## Tasks to perform
- 1) According to the Boston housing passage, what are the three ways of dealing with fairness in machine learning?
- 2) Reproduce the part of the Boston housing passage between "Measuring fairness can" and "predictions: no bueno.", inclusive.

## Passage provided
Boston housing dataset
print(load_boston()["DESCR"][:1233])

Boston housing description

.. _boston_dataset:

Boston house prices dataset
---------------------------

**Data Set Characteristics:**  

    :Number of Instances: 506 

    :Number of Attributes: 13 numeric/categorical predictive. Median Value (attribute 14) is usually the target.

    :Attribute Information (in order):
        - CRIM     per capita crime rate by town
        - ZN       proportion of residential land zoned for lots over 25,000 sq.ft.
        - INDUS    proportion of non-retail business acres per town
        - CHAS     Charles River dummy variable (= 1 if tract bounds river; 0 otherwise)
        - NOX      nitric oxides concentration (parts per 10 million)
        - RM       average number of rooms per dwelling
        - AGE      proportion of owner-occupied units built prior to 1940
        - DIS      weighted distances to five Boston employment centres
        - RAD      index of accessibility to radial highways
        - TAX      full-value property-tax rate per $10,000
        - PTRATIO  pupil-teacher ratio by town
        - B        1000(Bk - 0.63)^2 where Bk is the proportion of black people by town
        - LSTAT    % lower status of the population
        - MEDV     Median value of owner-occupied homes in $1000's

This dataset contains features like "lower status of population" and "the proportion of blacks by town".

Danger

This is bad! There's a real possibility that our model will overfit on MSE and underfit on fairness when we want to apply it. Scikit-Lego has some support to deal with fairness issues like this one.

Dealing with issues such as fairness in machine learning can in general be done in three ways:

  • Data preprocessing
  • Model constraints
  • Prediction postprocessing

Before we can dive into methods for getting more fair predictions, we first need to define how to measure fairness.

Measuring fairness for Regression

Measuring fairness can be done in many ways but we'll consider one definition: the output of the model is fair with regards to groups \(A\) and \(B\) if prediction has a distribution independent of group \(A\) or \(B\).

In laymans terms: if group \(A\) and \(B\) don't get the same predictions: no bueno.

## Supplied data
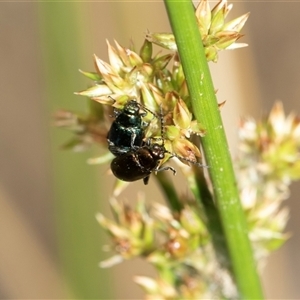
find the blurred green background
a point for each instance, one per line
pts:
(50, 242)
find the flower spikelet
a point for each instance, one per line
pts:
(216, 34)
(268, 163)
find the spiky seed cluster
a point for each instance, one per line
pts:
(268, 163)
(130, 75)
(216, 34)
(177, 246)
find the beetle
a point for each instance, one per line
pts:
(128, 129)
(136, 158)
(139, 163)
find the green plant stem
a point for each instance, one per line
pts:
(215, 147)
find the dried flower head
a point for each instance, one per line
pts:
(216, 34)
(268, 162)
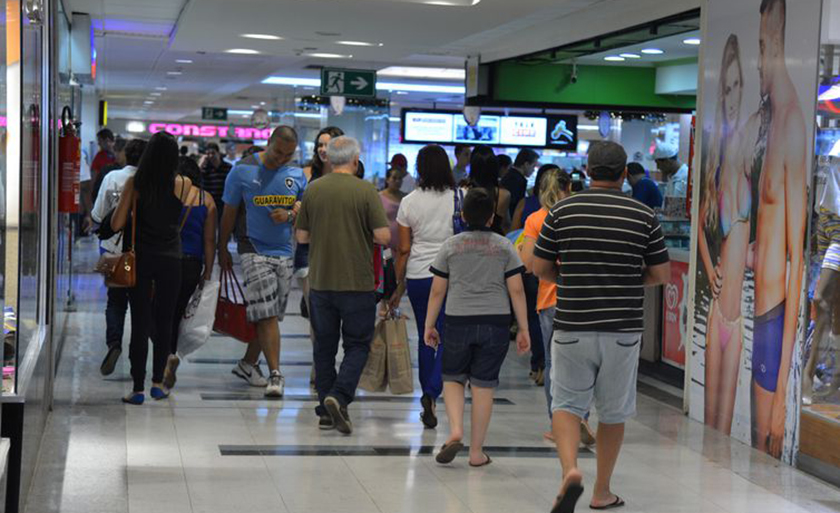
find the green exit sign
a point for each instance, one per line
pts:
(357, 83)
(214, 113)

## Answers to the problems
- 1) Data preprocessing, model constraints, and prediction postprocessing.

- 2)
Measuring fairness can be done in many ways but we'll consider one definition: the output of the model is fair with regards to groups \(A\) and \(B\) if prediction has a distribution independent of group \(A\) or \(B\).

In laymans terms: if group \(A\) and \(B\) don't get the same predictions: no bueno.